**ASSIGNED TASK:** Would you write out, word for word, each line of the records below from the top through the one holding "Where can the wood paneling"?

**DATA EXTRACT:**
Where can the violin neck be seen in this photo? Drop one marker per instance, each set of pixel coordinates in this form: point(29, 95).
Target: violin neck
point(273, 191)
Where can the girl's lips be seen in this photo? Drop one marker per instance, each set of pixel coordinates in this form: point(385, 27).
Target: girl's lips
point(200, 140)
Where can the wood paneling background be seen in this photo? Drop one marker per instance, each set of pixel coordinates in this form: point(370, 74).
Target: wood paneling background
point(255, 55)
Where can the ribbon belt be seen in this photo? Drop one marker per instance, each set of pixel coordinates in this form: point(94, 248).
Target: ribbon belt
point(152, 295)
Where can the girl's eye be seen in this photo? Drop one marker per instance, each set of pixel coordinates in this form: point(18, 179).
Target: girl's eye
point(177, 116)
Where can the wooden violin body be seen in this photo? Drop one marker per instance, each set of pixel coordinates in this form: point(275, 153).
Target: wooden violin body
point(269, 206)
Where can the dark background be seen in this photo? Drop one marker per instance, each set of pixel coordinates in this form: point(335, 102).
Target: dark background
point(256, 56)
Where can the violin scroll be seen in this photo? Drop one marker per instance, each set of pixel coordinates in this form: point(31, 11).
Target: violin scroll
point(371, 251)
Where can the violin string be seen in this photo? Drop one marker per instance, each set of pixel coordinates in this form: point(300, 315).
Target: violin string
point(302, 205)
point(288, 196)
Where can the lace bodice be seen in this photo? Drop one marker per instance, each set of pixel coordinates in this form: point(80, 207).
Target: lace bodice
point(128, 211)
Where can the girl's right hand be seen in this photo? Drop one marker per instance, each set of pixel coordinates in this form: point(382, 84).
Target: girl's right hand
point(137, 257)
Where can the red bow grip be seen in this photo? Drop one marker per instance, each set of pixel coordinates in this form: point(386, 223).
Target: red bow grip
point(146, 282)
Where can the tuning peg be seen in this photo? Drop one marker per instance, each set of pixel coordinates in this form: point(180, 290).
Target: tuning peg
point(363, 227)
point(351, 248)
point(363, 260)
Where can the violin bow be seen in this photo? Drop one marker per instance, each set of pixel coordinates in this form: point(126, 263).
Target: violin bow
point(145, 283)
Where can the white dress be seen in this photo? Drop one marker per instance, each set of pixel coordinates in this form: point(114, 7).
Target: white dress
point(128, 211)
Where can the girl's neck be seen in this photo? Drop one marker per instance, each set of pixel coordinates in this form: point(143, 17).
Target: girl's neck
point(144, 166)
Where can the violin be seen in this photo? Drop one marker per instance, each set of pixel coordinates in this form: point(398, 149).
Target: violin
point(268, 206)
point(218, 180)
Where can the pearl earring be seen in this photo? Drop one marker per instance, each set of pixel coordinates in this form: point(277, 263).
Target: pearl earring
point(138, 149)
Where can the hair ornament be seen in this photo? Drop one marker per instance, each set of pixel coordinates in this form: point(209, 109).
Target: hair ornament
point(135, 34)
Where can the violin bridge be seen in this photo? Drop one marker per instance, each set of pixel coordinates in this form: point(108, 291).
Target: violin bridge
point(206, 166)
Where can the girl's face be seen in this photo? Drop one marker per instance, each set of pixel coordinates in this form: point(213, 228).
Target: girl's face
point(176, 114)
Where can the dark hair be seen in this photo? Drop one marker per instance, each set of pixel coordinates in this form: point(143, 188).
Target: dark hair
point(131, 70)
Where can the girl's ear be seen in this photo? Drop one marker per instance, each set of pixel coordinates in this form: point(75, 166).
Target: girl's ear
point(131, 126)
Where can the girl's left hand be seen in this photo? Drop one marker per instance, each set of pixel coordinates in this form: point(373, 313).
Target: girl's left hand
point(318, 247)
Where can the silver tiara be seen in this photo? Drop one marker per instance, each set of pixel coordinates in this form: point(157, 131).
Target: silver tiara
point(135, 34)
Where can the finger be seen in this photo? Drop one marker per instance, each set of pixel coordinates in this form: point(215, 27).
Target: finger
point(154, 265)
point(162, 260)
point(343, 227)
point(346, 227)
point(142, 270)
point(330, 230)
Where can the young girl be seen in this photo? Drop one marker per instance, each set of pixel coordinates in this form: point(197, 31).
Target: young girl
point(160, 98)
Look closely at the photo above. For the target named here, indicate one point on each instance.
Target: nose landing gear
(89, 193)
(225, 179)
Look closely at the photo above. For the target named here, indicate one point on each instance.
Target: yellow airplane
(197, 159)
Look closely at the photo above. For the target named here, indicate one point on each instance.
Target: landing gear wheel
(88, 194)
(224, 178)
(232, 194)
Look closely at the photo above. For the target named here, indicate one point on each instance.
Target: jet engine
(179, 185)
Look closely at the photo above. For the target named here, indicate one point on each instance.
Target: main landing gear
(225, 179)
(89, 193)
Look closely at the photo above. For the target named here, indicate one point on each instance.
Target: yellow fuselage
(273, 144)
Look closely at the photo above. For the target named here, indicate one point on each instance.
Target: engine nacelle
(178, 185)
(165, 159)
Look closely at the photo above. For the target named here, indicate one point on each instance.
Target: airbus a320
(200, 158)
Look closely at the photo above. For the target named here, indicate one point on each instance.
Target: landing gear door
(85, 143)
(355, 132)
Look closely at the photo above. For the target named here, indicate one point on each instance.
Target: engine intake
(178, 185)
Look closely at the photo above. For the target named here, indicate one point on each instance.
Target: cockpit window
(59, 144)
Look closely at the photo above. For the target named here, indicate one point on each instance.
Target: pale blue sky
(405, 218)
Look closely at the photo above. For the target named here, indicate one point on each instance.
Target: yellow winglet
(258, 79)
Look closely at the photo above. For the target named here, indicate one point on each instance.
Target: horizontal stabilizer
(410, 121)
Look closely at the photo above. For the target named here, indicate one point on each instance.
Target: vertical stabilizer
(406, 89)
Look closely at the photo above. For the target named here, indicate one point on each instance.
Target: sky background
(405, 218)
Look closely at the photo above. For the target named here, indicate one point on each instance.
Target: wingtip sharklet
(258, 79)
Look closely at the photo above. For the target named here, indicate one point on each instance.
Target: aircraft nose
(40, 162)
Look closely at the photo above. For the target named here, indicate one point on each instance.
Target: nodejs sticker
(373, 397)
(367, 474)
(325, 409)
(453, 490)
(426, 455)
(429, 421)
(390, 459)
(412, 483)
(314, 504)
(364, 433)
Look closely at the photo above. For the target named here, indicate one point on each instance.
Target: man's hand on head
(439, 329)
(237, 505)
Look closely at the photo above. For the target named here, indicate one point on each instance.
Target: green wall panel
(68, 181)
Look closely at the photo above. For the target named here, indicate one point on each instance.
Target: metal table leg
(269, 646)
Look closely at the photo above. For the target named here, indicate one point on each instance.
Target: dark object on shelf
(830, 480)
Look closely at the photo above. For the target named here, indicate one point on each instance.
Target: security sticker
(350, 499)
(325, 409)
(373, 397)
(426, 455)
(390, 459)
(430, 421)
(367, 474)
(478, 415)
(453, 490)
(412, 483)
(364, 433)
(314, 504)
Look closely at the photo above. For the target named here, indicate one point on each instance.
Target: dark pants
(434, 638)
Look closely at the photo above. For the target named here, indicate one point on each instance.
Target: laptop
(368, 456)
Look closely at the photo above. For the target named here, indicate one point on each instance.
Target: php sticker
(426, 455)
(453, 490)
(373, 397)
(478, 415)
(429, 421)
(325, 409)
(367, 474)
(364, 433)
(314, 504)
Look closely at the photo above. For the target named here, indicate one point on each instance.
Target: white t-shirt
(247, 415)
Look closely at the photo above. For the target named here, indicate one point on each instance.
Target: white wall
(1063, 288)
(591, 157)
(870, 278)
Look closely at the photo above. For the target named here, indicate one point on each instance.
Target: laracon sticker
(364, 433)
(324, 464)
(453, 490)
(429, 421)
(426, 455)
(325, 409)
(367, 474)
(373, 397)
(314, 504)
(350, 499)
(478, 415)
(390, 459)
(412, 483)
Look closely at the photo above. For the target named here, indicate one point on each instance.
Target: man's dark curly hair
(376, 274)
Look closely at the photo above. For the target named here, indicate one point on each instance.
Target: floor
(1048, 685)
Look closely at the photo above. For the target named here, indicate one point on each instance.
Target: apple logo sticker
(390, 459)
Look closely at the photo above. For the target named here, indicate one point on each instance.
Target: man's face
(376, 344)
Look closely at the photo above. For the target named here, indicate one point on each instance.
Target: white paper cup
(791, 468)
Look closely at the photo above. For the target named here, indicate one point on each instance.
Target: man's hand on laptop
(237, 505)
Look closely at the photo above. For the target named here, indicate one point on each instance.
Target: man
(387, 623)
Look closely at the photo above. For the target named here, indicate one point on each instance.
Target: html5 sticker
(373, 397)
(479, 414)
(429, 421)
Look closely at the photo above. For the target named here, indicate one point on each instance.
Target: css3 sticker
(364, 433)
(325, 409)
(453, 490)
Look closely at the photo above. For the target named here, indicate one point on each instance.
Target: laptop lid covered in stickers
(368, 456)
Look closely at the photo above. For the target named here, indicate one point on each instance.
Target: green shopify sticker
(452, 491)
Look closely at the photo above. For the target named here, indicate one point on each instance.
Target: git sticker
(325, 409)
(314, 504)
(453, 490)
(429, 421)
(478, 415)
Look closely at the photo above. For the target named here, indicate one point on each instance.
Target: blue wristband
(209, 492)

**YOUR RESPONSE:**
Where can the violin neck be seen in this photo? Drop one marker per instance, each set of pixel coordinates in this form: point(29, 95).
Target: violin neck
point(273, 191)
Where can the girl's lips be seen in this photo? Drop one marker per instance, each set of pixel coordinates in this form: point(385, 27).
Target: girl's lips
point(200, 140)
Where can the wood paneling background be seen in this photo? Drop one marker per instance, each set of pixel coordinates in this form: point(370, 74).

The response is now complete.